- Problem: Extract each line of the material below that contains the word "building", and copy every such line in full.
----- Task data
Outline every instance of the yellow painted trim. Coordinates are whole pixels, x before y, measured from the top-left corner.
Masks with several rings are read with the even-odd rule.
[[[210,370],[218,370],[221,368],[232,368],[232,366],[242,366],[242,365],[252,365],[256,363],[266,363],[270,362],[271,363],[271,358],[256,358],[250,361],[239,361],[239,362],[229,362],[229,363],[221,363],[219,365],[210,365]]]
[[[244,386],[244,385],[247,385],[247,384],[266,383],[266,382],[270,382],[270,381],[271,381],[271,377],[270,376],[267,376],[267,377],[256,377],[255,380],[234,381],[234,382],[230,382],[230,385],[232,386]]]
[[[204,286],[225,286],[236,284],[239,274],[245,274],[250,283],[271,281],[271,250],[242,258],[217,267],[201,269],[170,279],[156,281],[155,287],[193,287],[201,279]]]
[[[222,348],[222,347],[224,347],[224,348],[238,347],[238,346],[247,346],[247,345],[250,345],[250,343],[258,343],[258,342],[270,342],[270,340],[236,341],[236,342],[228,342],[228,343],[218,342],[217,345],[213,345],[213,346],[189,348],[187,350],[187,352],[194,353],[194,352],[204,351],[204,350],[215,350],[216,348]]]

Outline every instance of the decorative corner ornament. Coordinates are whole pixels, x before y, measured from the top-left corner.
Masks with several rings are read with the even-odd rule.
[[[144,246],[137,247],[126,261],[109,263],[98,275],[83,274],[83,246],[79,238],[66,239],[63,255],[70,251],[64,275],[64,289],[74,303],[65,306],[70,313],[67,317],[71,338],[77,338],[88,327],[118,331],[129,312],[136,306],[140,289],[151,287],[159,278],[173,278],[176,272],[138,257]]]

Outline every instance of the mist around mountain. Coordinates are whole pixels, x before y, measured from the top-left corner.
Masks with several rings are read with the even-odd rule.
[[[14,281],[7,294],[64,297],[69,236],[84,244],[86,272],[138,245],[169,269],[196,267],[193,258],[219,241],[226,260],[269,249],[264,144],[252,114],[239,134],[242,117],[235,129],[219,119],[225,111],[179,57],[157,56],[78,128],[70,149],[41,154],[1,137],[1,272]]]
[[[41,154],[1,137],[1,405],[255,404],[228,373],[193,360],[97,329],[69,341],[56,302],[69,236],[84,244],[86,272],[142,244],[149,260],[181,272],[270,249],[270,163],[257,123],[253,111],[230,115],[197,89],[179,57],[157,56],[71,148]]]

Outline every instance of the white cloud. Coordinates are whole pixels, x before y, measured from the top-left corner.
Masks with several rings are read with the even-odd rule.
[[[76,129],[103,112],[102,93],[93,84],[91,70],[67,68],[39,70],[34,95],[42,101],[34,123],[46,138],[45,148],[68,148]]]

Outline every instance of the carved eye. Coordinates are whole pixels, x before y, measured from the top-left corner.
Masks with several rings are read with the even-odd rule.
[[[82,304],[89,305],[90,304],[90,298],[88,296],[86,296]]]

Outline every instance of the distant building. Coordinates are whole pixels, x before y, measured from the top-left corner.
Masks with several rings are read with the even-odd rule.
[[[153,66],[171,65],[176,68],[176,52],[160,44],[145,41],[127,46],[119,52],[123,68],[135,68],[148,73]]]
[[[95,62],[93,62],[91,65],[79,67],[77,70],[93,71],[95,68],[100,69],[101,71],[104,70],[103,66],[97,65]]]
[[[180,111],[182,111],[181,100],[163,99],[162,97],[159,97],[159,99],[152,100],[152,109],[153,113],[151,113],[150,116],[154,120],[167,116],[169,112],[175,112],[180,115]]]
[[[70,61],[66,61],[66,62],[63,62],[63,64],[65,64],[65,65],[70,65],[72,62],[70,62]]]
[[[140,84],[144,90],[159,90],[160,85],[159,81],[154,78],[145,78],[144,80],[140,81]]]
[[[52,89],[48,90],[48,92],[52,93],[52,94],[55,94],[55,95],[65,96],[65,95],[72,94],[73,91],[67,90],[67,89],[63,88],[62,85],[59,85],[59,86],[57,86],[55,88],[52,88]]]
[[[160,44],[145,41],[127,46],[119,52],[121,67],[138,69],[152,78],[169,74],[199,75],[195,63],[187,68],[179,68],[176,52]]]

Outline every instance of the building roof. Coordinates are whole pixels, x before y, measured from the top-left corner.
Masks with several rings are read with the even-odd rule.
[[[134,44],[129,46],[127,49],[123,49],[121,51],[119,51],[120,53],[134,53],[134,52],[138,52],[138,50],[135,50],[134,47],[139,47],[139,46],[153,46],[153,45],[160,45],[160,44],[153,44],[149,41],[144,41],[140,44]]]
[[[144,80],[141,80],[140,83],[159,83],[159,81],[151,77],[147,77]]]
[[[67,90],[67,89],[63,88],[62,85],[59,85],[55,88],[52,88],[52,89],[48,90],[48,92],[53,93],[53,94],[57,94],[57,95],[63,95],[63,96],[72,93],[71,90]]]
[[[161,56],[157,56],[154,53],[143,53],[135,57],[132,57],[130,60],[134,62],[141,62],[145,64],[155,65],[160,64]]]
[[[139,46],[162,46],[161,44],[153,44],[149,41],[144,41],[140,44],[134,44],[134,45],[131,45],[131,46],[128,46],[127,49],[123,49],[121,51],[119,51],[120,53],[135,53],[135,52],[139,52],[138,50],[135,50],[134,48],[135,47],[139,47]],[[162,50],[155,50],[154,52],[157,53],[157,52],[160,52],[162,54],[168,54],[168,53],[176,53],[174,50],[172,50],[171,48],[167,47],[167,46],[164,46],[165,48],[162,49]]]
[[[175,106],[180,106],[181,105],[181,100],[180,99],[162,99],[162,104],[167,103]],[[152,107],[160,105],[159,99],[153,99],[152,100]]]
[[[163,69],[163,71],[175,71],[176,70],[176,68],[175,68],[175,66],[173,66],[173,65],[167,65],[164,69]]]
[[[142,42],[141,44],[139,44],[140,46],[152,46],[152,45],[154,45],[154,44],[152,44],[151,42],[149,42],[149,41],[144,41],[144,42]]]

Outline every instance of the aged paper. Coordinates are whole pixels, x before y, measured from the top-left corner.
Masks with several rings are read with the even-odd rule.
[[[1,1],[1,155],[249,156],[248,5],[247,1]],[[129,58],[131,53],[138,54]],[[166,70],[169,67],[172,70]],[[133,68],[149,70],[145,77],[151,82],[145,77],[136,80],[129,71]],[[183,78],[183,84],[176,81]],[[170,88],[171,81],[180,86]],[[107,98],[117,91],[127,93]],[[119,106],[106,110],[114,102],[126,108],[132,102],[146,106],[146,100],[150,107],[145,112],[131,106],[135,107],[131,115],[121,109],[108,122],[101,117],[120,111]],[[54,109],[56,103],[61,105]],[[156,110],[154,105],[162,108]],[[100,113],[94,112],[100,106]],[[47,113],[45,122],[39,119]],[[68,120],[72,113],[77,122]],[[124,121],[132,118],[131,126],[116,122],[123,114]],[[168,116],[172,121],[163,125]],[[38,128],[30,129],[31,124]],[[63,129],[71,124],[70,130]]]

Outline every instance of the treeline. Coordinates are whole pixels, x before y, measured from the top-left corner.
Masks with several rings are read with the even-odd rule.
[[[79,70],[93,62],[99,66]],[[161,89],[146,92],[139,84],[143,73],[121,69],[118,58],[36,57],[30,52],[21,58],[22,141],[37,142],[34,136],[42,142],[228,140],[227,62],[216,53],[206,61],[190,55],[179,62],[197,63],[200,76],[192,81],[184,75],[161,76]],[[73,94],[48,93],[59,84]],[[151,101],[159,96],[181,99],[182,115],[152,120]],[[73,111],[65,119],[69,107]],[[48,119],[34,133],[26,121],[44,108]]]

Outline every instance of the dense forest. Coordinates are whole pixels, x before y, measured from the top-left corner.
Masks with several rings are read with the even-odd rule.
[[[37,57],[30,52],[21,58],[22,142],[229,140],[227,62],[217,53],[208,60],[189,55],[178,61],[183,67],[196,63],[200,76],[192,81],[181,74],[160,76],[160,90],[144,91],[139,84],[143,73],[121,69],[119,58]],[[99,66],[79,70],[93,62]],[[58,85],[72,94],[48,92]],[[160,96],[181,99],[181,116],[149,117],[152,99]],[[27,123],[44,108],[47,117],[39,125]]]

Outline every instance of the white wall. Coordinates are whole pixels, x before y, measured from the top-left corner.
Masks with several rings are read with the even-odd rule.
----------
- Full solution:
Outline every instance of the distant building. Coordinates are whole pixels, x before y, measured from the top-left corner.
Outline every instance of the building roof. Coordinates are whole pixels, x before y, measured from the top-left corner.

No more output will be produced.